----- QUOTED PASSAGE
Joint laxity and hypermobility can also be features of hip dysplasia. The prevalence of hip dysplasia is 1 in 100 infants which are treated for hip dysplasia and 1 in 500 infants are born with completely dislocated hips. Hip dysplasia can also develop after birth which is why the preferred terminology is developmental dysplasia of the hip or DDH.

In some patients with hip dysplasia, a connective tissue disorder such as Ehlers-Danlos Syndrome (EDS) can be a cause for their joint laxity. EDS is a group of disorders that affect connective tissues supporting the skin, bones, blood vessels, and many other organs and tissues. Defects in connective tissues cause the signs and symptoms of these conditions, which range from mildly loose joints to life-threatening complications. The prevalence of EDS is suspected to be 1 in 5000 for the most common type (hypermobile) and is even less common the rarer of the 13 subtypes.

A majority of hip dysplasia cases are not related to EDS. There is also “acquired” hypermobility through activities and sports, such as a baseball pitcher having a hypermobile shoulder, a hockey goalie with hypermobile hips, and dancers and gymnasts having more joint hypermobility than the average individual.  The terms “hypermobility” and “flexibility” are often used interchangeably, but actually mean different things. Hypermobility is laxity of the joints and flexibility is length of the muscle.  Flexibility varies by individual but can be trained through activity, such as seen in dancers.  Just because a person is flexible does not mean that they are hypermobile.  Similarly, people with hypermobility may develop decreased flexibility and muscle imbalances over time.
----------
----- EXCERPTED RECORDS
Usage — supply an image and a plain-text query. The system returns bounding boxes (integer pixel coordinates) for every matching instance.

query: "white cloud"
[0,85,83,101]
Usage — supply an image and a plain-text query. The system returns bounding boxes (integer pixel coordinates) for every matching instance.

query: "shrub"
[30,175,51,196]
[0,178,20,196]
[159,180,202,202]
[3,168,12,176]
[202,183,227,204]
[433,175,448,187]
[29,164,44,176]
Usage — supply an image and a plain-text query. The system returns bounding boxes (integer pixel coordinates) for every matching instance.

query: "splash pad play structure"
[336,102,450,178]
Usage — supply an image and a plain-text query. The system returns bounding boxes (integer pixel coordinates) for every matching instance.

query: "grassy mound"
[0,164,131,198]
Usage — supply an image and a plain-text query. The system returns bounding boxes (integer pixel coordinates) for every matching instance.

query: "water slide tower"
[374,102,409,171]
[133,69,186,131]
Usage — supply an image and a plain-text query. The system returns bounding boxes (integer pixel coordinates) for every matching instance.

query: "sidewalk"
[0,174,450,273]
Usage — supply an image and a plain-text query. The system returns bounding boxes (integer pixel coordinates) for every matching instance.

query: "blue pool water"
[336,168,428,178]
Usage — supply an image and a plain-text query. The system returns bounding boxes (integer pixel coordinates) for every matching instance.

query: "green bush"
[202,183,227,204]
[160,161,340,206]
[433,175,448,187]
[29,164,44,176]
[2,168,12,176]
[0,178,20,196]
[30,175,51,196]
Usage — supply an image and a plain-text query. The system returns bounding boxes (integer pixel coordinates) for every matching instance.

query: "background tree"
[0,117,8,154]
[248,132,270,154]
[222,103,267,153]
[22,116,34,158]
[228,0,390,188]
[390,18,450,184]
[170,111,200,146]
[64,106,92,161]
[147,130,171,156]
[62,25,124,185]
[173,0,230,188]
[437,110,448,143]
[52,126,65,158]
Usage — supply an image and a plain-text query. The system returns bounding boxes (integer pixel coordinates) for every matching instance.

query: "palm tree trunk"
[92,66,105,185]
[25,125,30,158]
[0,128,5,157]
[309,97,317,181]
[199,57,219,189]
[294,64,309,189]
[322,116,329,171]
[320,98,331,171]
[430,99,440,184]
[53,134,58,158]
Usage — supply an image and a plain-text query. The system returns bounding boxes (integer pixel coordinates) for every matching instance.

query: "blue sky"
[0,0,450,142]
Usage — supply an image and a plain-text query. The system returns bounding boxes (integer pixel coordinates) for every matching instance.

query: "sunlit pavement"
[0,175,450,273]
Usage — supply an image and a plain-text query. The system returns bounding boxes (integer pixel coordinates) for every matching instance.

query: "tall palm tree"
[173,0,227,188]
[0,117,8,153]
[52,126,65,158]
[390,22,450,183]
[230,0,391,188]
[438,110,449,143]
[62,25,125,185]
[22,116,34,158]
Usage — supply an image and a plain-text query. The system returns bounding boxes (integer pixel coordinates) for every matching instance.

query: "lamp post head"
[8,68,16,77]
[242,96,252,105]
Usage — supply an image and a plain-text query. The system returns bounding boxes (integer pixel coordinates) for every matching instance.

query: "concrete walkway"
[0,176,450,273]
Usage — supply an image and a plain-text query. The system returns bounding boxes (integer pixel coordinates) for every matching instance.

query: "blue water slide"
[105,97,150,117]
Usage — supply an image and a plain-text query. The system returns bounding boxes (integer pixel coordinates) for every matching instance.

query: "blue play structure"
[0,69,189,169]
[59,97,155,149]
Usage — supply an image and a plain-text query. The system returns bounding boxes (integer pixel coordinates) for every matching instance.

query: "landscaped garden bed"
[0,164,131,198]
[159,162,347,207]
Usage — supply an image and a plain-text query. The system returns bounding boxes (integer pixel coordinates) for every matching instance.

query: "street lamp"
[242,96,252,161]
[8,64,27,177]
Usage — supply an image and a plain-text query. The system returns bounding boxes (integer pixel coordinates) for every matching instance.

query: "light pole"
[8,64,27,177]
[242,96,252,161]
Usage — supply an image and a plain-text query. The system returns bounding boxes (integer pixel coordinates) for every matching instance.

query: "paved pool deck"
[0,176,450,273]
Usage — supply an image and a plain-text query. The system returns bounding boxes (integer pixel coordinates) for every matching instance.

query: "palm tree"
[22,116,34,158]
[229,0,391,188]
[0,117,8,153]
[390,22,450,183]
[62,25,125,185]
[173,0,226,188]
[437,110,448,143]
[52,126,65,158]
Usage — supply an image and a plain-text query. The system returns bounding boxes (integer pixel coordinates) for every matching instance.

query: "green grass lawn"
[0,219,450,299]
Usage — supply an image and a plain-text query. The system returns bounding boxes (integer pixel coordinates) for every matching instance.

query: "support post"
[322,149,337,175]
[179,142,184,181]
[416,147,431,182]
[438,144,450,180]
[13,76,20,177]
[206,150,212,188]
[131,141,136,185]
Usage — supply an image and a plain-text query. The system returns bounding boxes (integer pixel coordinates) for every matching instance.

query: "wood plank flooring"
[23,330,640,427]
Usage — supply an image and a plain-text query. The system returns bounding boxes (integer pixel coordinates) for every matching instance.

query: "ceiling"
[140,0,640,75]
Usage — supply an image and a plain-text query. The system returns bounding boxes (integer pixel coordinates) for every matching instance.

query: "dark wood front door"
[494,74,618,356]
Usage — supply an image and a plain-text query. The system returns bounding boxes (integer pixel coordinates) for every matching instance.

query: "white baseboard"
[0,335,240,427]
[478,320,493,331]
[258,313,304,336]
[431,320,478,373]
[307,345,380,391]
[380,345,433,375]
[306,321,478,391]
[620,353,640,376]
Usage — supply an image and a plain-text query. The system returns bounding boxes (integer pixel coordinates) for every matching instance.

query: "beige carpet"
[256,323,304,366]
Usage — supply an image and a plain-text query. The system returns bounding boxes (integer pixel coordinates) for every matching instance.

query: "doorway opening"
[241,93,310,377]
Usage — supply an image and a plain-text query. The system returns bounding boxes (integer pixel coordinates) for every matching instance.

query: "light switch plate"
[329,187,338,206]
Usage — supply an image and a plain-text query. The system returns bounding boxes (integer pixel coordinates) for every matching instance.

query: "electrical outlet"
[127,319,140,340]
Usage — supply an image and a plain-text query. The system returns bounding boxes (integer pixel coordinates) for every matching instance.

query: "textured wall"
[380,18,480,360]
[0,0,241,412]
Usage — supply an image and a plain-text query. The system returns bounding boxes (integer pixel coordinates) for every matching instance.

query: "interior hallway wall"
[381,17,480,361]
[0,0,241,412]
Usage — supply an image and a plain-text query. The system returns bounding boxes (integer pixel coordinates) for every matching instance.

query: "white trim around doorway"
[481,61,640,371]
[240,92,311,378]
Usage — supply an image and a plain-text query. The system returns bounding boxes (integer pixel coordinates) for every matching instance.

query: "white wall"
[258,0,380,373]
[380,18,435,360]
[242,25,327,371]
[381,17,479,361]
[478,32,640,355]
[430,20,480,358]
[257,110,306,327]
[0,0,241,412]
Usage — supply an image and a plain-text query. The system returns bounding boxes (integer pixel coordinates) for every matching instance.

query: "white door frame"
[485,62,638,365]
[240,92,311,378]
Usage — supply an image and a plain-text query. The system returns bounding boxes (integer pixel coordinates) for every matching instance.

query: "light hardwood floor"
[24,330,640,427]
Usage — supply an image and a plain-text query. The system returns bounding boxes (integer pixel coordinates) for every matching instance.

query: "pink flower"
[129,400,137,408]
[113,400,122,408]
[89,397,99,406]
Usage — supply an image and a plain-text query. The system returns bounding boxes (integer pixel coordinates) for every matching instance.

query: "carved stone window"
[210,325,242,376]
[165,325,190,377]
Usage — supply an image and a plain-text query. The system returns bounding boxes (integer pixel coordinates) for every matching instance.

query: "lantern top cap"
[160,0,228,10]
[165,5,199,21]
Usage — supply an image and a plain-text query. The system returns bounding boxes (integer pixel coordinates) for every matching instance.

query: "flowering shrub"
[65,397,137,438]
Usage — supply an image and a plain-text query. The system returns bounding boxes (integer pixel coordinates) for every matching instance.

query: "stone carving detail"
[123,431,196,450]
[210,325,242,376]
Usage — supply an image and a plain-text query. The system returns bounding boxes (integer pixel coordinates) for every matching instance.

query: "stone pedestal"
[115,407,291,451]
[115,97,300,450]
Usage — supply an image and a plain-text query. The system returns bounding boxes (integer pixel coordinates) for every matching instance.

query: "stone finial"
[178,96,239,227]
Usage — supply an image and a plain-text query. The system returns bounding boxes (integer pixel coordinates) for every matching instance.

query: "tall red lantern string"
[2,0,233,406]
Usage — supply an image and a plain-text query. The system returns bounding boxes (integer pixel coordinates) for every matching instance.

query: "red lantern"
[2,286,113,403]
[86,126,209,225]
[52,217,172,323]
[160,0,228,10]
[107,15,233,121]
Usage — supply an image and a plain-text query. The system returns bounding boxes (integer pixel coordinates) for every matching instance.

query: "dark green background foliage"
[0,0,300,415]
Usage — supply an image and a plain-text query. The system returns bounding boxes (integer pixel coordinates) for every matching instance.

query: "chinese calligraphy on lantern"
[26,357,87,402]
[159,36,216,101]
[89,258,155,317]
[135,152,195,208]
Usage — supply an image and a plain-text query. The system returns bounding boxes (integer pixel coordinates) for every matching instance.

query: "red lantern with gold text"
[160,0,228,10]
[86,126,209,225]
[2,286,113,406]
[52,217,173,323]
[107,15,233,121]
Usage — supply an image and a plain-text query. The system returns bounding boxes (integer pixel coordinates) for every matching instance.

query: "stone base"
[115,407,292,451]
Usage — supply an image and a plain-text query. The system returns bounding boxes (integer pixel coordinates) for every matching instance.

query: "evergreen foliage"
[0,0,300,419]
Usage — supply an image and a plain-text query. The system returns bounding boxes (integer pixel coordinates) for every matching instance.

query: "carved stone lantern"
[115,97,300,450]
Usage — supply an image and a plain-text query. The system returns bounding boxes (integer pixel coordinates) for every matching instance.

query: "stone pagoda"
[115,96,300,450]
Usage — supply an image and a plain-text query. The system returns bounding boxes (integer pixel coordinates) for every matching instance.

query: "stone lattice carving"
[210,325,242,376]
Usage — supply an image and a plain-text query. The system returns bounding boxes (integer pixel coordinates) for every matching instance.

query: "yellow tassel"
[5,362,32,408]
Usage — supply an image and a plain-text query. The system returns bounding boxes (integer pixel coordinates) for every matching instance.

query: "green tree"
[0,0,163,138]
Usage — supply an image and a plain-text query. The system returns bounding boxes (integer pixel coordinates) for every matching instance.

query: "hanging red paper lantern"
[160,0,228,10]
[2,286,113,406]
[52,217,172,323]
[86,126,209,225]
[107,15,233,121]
----------
» **WORK INSTRUCTIONS**:
1. In the hip dysplasia passage, how is hypermobility distinguished from flexibility?
2. Resume the hip dysplasia passage, starting right after its final sentence.
The entries have no role in this work.

» **PER-TASK ANSWERS**:
1. Hypermobility is laxity of the joints, while flexibility is length of the muscle.

2.
Having acquired hypermobility does not necessarily mean that an individual has EDS. However, because individuals with EDS have joint hypermobility and defects in connective tissue, hip dysplasia is more common in those with the disorder.  Genetic testing for EDS is not necessary for hip dysplasia patients unless other health issues are present.  However, if you suspect that you have EDS, this should be discussed with your primary care provider and a referral to a geneticist may be helpful.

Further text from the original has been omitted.